ANFORDERUNG 1 | Gib an, wie viele Zeilen der Datensätze die Zeichenfolge „wall“ enthalten, wobei Groß- und Kleinschreibung zählt. Nenne nur die Zahl.

==== DOKUMENTAUSSCHNITT ====

Vorsorgliche Beschlagnahme eines Tieres


Art. 1 Abs. 1 TSchG, Art. 25 TSchG


1. Die Behörde darf nicht erst im Zeitpunkt des gesicherten Feststellens von Missständen tätig werden. Vielmehr muss sie bereits beim Vorliegen genügender Verdachtsmomente einschreiten – zum Beispiel durch vorsorgliche Beschlagnahme eines Tieres – und für die nötigen Abklärungen besorgt sein.

2. Eine völlig unrichtige Tierhaltung im Sinne von Art. 25 TSchG liegt vor, wenn die Verstösse gegen die Tierhaltungsgrundsätze das Wohlbefinden eines Tieres erheblich beeinträchtigen.

3. Die Auflagen bei Rückgabe des Tieres bedürfen der gesetzlichen Grundlagen. Diese fehlen für Auflagen mit Hauptzielrichtung eines Verhaltenstrainings des Tieres, ordnet doch das TSchG das Verhalten des Menschen gegenüber dem Tier.

==== EINGABEDATEN ====

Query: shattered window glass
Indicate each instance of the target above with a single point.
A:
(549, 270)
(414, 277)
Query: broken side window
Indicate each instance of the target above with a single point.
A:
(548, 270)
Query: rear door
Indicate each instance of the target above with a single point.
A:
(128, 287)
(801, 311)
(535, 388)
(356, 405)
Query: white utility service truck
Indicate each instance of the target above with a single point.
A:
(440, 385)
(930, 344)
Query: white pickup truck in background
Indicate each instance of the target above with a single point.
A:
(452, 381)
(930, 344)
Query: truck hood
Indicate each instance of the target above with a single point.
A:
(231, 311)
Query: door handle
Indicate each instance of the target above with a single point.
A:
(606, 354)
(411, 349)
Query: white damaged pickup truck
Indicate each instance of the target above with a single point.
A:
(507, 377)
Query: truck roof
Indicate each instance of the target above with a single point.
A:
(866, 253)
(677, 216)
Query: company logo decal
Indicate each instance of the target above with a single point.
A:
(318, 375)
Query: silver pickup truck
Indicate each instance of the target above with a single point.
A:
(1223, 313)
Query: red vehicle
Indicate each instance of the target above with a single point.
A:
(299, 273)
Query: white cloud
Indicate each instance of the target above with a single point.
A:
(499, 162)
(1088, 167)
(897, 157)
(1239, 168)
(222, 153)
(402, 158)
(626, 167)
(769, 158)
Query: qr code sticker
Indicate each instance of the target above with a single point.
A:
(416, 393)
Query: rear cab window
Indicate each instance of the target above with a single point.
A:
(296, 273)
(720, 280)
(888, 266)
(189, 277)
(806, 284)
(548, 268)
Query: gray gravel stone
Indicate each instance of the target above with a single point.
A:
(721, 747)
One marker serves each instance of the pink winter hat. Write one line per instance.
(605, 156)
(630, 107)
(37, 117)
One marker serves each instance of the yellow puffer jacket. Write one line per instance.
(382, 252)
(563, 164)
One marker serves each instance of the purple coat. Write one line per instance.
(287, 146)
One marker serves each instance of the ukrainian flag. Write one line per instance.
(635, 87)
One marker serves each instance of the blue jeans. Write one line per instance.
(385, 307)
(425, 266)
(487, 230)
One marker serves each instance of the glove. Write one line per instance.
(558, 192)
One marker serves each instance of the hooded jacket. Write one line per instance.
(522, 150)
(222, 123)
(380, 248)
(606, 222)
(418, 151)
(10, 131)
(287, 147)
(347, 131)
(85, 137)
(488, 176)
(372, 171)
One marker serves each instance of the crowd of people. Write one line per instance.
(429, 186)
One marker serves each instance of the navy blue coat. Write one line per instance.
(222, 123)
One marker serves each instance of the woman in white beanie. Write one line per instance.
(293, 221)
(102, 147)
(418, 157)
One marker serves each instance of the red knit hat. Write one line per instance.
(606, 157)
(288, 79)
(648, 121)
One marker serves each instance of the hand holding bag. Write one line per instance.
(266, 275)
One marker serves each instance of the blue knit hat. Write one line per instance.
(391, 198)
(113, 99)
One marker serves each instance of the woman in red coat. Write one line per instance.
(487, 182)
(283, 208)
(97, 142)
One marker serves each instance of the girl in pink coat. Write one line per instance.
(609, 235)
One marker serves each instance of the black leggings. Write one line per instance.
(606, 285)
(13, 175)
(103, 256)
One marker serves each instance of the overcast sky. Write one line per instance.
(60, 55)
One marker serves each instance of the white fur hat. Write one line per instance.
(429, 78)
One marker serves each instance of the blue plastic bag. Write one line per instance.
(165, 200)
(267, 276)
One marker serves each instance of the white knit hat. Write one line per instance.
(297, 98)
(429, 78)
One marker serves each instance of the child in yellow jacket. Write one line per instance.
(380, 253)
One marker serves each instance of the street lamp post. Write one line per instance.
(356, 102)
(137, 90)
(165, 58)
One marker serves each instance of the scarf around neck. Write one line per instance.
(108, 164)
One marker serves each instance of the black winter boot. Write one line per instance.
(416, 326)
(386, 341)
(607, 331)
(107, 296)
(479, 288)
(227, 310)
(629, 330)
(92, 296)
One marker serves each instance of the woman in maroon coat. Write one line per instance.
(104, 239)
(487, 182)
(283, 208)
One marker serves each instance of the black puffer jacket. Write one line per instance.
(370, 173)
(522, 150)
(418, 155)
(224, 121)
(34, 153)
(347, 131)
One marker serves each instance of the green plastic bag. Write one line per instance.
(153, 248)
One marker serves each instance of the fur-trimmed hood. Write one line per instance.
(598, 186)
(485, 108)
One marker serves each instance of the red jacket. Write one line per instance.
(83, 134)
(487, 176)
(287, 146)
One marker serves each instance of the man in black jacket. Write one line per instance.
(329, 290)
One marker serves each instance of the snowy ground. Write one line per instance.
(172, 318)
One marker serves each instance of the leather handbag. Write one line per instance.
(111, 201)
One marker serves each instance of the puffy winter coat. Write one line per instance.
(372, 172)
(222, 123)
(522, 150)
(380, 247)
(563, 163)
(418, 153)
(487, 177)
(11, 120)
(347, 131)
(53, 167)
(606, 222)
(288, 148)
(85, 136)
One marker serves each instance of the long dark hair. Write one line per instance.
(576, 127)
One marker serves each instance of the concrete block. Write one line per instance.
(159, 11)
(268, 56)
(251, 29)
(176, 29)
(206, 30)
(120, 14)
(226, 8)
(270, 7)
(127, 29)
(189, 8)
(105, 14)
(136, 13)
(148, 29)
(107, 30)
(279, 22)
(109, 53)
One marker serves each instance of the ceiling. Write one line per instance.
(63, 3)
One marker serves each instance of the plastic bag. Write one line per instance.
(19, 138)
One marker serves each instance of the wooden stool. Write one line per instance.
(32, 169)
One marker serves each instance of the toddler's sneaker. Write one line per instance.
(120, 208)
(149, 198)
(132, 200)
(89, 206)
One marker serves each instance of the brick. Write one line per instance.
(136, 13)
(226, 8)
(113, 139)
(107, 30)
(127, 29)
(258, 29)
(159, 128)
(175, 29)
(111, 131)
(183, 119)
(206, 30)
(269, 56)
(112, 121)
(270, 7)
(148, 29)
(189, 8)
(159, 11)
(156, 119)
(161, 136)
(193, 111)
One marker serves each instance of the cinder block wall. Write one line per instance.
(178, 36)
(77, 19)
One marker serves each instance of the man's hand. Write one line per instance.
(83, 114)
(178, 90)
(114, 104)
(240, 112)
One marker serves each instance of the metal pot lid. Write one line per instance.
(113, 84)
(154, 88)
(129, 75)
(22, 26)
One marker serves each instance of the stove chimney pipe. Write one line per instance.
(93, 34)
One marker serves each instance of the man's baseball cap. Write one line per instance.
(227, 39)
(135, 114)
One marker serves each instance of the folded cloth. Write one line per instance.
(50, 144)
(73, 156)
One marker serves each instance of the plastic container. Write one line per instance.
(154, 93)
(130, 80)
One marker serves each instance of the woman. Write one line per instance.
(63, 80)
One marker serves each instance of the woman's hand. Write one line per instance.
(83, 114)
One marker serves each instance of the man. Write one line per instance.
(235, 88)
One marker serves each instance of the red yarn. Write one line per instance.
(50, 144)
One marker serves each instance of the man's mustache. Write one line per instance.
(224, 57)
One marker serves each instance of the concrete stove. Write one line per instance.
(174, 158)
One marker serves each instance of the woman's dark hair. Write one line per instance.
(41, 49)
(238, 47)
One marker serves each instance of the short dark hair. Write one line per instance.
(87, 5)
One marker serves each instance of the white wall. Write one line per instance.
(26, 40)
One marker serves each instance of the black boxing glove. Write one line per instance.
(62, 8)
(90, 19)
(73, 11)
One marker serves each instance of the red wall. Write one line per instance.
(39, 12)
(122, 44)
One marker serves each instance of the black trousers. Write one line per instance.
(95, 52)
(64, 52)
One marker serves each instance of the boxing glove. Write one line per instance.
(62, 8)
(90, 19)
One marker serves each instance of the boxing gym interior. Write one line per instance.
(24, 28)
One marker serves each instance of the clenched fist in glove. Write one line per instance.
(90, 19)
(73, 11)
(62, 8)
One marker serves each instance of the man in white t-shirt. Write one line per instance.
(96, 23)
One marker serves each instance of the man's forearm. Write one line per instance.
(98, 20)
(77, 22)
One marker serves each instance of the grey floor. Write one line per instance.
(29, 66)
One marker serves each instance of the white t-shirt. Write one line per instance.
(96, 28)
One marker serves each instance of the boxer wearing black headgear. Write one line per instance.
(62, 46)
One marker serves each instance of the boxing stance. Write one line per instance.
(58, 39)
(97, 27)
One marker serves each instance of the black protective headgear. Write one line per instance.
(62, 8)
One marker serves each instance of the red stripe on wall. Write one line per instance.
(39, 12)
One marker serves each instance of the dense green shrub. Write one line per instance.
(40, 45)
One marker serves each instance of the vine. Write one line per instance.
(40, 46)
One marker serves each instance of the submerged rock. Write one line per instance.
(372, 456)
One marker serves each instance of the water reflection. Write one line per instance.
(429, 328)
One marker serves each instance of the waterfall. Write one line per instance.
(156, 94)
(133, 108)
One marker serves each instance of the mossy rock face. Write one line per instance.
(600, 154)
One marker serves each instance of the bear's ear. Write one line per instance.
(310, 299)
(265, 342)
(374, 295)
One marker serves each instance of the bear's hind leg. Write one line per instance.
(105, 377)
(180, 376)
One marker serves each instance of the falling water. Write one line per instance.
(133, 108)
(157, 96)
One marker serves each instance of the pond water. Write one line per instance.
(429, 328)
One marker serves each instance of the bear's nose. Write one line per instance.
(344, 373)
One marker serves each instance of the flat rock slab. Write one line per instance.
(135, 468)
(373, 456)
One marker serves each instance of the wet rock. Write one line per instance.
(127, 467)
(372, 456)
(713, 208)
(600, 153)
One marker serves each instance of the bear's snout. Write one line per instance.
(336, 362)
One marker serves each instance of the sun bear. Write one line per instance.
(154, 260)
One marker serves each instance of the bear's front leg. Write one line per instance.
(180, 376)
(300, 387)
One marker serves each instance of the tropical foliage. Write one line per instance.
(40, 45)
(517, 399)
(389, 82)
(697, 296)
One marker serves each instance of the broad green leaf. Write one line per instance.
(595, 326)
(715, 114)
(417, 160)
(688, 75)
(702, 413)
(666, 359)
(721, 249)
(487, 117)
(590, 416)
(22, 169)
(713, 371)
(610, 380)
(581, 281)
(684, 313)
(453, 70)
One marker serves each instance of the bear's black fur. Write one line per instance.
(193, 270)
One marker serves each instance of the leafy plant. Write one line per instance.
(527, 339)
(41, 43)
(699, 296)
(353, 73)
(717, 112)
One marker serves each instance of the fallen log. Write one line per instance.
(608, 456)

====

ANFORDERUNG 2 |
Prüfe bitte, ob die folgenden Aussagen mit dem Dokumentausschnitt zur vorsorglichen Beschlagnahme eines Tieres übereinstimmen. Beantworte jede mit Ja oder Nein, und belege sie mit dem entscheidenden Wortlaut.
(a) Die Behörde darf erst einschreiten, wenn Missstände gesichert festgestellt sind.
(b) Auflagen bei der Rückgabe des Tieres brauchen eine gesetzliche Grundlage.
(c) Für Auflagen, die hauptsächlich auf ein Verhaltenstraining des Tieres abzielen, fehlen die gesetzlichen Grundlagen.

MUSTERLÖSUNG 1 | 4

MUSTERLÖSUNG 2 |
(a) Nein: „Die Behörde darf nicht erst im Zeitpunkt des gesicherten Feststellens von Missständen tätig werden.“
(b) Ja: „Die Auflagen bei Rückgabe des Tieres bedürfen der gesetzlichen Grundlagen.“
(c) Ja: „Diese fehlen für Auflagen mit Hauptzielrichtung eines Verhaltenstrainings des Tieres“